* **Request**: Copy the lines below word for word, from the one containing "[outline] metal access panel" through the one containing "469 121 L 469", both included, and nothing else.

>>>>>

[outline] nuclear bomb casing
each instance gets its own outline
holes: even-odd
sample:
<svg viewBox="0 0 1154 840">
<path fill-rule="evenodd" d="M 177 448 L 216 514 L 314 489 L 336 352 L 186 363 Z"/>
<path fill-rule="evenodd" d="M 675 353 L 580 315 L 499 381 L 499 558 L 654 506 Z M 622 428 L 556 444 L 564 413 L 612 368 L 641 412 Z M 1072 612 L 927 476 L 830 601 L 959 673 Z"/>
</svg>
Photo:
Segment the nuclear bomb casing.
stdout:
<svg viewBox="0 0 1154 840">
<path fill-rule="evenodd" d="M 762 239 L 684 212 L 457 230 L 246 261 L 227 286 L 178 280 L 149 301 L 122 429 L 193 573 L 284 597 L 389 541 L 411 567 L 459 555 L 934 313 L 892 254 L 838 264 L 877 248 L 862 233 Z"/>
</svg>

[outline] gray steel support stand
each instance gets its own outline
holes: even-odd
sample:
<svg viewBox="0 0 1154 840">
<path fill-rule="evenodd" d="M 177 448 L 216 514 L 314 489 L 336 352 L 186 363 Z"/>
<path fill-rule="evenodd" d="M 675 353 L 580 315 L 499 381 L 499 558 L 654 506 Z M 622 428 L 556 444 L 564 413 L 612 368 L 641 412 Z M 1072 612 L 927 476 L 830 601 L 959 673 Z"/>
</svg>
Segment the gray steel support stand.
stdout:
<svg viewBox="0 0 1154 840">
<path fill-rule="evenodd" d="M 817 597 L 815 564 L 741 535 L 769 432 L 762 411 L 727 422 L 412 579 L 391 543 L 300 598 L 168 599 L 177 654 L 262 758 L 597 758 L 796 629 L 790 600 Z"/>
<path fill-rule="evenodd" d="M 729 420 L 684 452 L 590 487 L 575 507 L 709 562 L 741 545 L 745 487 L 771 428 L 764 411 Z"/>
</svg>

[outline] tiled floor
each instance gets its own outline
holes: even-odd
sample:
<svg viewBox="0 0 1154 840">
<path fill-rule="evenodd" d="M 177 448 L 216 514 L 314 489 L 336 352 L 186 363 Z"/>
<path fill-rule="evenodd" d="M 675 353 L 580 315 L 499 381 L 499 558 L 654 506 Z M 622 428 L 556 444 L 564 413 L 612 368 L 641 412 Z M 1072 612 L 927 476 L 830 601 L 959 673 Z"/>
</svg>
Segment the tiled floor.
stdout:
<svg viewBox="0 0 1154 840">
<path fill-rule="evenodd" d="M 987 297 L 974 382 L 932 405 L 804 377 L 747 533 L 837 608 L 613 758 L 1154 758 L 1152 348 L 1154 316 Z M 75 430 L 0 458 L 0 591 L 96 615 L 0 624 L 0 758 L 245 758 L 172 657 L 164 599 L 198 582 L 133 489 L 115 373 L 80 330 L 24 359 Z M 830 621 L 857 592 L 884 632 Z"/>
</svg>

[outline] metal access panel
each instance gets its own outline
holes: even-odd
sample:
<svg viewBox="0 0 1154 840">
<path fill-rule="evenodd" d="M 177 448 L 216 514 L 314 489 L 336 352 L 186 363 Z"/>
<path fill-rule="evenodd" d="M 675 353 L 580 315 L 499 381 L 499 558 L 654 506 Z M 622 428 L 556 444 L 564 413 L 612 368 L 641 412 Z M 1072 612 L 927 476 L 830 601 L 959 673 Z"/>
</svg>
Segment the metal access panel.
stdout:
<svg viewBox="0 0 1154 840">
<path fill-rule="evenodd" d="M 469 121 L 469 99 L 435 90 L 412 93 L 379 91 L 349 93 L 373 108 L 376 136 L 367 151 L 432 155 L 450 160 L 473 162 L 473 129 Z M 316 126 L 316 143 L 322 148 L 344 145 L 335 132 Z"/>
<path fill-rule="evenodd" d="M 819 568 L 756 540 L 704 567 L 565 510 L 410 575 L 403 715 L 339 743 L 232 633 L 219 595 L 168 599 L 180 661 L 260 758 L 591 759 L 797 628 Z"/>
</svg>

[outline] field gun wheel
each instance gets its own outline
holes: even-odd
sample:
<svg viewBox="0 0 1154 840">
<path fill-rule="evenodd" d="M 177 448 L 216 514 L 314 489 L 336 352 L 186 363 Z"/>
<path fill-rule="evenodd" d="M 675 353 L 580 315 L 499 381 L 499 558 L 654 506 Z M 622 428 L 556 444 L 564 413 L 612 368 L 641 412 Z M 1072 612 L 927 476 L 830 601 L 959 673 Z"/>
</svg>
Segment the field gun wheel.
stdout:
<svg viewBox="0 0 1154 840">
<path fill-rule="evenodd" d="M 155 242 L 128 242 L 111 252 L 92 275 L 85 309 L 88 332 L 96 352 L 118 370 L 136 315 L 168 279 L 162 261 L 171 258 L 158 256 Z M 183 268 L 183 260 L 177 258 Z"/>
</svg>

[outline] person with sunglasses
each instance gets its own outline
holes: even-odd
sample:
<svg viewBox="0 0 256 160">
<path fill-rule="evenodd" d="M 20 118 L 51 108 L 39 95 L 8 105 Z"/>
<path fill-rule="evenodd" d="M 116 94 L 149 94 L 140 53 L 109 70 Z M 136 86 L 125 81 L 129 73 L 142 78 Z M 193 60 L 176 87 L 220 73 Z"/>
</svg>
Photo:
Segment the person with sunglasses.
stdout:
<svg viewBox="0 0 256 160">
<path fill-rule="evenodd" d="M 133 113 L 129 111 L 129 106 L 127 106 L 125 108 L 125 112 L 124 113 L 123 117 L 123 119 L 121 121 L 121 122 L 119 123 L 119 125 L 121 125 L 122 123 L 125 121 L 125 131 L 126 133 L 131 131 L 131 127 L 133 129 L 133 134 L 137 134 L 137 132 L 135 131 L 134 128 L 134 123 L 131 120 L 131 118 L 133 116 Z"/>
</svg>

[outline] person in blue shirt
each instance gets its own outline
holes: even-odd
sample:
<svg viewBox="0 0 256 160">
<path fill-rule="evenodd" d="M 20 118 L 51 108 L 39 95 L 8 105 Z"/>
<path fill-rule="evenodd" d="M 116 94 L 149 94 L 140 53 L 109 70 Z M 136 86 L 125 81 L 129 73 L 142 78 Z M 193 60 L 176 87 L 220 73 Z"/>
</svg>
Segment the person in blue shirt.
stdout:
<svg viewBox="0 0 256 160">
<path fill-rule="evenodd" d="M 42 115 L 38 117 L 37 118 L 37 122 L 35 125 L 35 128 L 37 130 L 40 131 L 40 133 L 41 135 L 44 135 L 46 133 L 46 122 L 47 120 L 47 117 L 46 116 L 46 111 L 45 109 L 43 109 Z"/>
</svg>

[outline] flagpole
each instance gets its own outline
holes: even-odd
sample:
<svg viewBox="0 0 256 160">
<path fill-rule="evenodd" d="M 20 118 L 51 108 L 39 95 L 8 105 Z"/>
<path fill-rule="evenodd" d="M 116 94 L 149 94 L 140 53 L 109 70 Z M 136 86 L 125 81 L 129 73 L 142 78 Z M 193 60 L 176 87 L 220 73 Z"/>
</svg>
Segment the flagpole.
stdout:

<<<<<

* **Written solution**:
[outline] metal access panel
each instance gets its own outline
holes: even-odd
sample:
<svg viewBox="0 0 1154 840">
<path fill-rule="evenodd" d="M 177 448 L 216 514 L 314 489 L 336 352 L 186 363 Z"/>
<path fill-rule="evenodd" d="M 675 353 L 580 315 L 499 381 L 499 558 L 654 506 Z M 622 428 L 556 444 L 564 413 L 612 368 L 641 412 Z M 1072 612 L 927 476 L 830 601 L 959 673 Z"/>
</svg>
Segment the metal access panel.
stdout:
<svg viewBox="0 0 1154 840">
<path fill-rule="evenodd" d="M 469 121 L 469 99 L 435 90 L 412 93 L 379 91 L 349 93 L 373 108 L 376 136 L 367 151 L 432 155 L 450 160 L 473 162 L 473 129 Z M 316 126 L 316 143 L 322 148 L 344 145 L 335 132 Z"/>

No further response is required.